- **Data entries**

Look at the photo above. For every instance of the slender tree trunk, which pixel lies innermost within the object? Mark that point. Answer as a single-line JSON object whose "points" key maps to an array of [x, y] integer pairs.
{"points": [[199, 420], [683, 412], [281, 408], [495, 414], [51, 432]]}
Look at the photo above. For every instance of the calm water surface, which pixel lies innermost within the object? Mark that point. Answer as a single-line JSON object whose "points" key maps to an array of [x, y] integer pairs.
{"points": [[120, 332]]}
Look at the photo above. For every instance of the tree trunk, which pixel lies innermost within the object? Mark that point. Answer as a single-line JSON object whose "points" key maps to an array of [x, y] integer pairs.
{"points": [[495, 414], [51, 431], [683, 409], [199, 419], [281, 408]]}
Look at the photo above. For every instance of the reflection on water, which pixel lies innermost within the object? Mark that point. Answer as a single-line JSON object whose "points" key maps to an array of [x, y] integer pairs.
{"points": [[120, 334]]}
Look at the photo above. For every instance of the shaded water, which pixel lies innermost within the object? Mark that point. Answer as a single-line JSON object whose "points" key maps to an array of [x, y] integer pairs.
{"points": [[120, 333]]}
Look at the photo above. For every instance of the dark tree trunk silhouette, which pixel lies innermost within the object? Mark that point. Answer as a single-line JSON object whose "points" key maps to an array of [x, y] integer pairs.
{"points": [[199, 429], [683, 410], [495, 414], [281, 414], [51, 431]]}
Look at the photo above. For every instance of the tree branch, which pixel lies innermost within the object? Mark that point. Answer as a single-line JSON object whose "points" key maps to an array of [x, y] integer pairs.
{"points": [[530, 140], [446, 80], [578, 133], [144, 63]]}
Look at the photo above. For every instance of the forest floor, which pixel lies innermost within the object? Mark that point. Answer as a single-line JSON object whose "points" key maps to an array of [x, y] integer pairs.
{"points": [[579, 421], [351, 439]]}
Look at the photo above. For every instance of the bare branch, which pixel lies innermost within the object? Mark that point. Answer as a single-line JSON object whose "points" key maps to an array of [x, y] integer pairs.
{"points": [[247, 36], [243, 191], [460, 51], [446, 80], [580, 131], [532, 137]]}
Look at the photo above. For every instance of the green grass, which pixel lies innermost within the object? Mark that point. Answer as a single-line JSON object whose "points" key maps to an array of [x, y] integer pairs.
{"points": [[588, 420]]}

- **Task to carry out**
Copy out all of the data above without changing anything.

- **Solution**
Look at the photo above. For every instance of the slender tree trunk, which pixel lies innermost within the object? Mark that point. Answer as a single-line JSON object whose "points" key maps to an array of [x, y] integer pairs.
{"points": [[199, 420], [683, 412], [281, 408], [495, 414], [51, 432]]}
Look at the photo above. For every instance of the calm water surface, which pixel lies innermost within the object? Mark that point. Answer as a single-line JSON object whose "points" key maps to an array of [x, y] integer pairs.
{"points": [[120, 332]]}
Look at the photo above. For every instance of the tree trunk, which pixel lies innermost within the object? Mark that point. Answer as a single-line JSON object whose "points" key maps to an array of [x, y] integer pairs.
{"points": [[495, 414], [51, 431], [683, 409], [199, 419], [281, 408]]}
Look at the photo above. For every instance of the reflection on water, which pixel lies innermost within the object? Mark that point. Answer as a single-line JSON object whose "points" key maps to an array of [x, y] integer pairs.
{"points": [[120, 334]]}
Look at the photo above. For every instance of the shaded water, which pixel lies innermost within the object? Mark that point. Answer as a single-line JSON object whose "points" key maps to an array of [x, y] integer pairs.
{"points": [[120, 333]]}
Look at the photo above. For every instance of the dark tree trunk silhouette, which pixel lies innermost within the object? Mark that point. Answer as a single-line JSON object whose "points" key maps to an array of [x, y] integer pairs.
{"points": [[199, 429], [683, 410], [495, 414], [281, 414], [51, 431]]}
Look at the photo above. For every instance of the tree branch, which pixel lies innermost within the object? Mark that point. Answer as a single-line JSON object whose "points" key maps to an array of [x, y] integer pairs.
{"points": [[530, 140], [446, 80], [578, 133], [144, 63]]}
Look at the photo above. For every instance of the forest floor, which pixel lies innermost within the object? Mark that point. Answer as a single-line JSON object whose "points" key maps to an array of [x, y] integer pairs.
{"points": [[579, 421], [351, 439]]}
Look at the photo above. For every instance of the bare branch, which pixel lies innermost within the object? Mark that point. Answer as a single-line JSON object whose "points" key maps to an array of [x, y] integer pairs.
{"points": [[247, 36], [243, 191], [460, 51], [446, 80], [580, 131], [532, 137]]}
Look at the photo above. For every instance of the green grass, which pixel lies innermost within the object? Mark that point. Answer as a single-line JSON object whose "points" key maps to an array of [x, y] integer pairs.
{"points": [[588, 420]]}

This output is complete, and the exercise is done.